What to work on: Count the lines in the records below that contain the word "plant" and reply with that number alone.

----------------------------------------

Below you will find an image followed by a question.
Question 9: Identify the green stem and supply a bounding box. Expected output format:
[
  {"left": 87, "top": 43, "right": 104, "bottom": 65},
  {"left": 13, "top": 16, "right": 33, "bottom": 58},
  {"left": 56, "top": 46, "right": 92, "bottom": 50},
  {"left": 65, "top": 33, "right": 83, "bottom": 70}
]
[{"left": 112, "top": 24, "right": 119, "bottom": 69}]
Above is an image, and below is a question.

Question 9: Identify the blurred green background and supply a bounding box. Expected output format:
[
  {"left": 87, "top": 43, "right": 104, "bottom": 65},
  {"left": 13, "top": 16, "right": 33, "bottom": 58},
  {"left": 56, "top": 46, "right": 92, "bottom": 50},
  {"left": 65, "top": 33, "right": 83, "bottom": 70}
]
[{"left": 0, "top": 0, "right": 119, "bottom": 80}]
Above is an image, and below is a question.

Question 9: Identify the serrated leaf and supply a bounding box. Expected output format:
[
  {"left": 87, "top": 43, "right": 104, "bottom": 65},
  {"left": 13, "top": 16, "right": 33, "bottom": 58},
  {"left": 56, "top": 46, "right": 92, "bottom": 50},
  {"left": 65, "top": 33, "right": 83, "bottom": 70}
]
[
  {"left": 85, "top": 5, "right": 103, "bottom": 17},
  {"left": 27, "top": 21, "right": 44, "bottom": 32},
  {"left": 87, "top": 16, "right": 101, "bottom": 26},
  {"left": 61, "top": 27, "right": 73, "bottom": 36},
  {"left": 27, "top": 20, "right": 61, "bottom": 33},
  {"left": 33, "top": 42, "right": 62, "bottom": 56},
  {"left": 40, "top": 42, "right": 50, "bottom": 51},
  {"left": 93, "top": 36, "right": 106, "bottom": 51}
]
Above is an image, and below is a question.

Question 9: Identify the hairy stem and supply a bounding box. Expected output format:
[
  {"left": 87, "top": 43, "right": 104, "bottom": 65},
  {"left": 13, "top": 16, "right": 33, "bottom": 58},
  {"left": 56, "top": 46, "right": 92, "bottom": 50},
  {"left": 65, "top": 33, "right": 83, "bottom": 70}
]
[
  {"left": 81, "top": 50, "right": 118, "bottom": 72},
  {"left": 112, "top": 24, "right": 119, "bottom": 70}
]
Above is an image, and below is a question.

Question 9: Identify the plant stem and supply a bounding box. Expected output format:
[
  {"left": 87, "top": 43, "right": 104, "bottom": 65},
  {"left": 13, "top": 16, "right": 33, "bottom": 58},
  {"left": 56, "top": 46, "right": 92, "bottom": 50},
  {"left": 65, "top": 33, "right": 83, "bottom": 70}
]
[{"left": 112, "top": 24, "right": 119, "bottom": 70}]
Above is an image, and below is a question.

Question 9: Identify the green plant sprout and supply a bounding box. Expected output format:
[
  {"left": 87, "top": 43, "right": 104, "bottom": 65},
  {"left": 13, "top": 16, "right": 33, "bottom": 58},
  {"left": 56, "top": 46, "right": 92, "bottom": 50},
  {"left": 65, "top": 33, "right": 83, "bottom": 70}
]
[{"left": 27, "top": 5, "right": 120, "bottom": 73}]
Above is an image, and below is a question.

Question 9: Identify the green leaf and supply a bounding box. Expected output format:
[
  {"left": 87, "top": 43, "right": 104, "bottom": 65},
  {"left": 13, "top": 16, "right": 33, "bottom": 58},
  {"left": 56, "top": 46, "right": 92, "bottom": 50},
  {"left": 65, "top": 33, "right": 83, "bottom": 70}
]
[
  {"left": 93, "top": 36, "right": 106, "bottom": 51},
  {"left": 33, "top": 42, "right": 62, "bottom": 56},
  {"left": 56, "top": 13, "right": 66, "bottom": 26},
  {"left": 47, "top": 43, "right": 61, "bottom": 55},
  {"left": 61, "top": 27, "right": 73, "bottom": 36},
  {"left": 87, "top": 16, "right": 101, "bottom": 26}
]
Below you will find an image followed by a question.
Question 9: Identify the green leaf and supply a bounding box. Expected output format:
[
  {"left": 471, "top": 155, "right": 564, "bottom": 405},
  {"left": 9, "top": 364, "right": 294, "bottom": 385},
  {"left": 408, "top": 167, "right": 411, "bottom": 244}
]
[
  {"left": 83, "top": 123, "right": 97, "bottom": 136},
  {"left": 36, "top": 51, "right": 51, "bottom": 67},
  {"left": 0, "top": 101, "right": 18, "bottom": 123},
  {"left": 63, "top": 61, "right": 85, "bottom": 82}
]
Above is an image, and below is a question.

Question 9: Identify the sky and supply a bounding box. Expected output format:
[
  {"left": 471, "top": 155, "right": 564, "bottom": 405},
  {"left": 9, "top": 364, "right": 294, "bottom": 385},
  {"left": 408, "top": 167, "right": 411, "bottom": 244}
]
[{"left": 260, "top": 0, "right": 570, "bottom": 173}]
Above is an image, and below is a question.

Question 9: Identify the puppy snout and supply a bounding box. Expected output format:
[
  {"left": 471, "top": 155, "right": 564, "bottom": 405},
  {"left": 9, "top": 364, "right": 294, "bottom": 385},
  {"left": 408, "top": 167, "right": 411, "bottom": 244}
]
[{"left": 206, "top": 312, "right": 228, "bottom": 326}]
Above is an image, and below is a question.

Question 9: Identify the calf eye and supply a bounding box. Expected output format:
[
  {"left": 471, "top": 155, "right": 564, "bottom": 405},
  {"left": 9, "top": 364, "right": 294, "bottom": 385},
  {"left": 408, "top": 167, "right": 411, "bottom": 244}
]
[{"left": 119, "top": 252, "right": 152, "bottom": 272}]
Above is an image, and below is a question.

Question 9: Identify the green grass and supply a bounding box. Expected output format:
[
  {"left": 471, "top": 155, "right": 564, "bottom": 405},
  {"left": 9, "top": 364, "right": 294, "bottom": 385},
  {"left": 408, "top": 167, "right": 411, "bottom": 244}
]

----------------------------------------

Result for this exercise: 2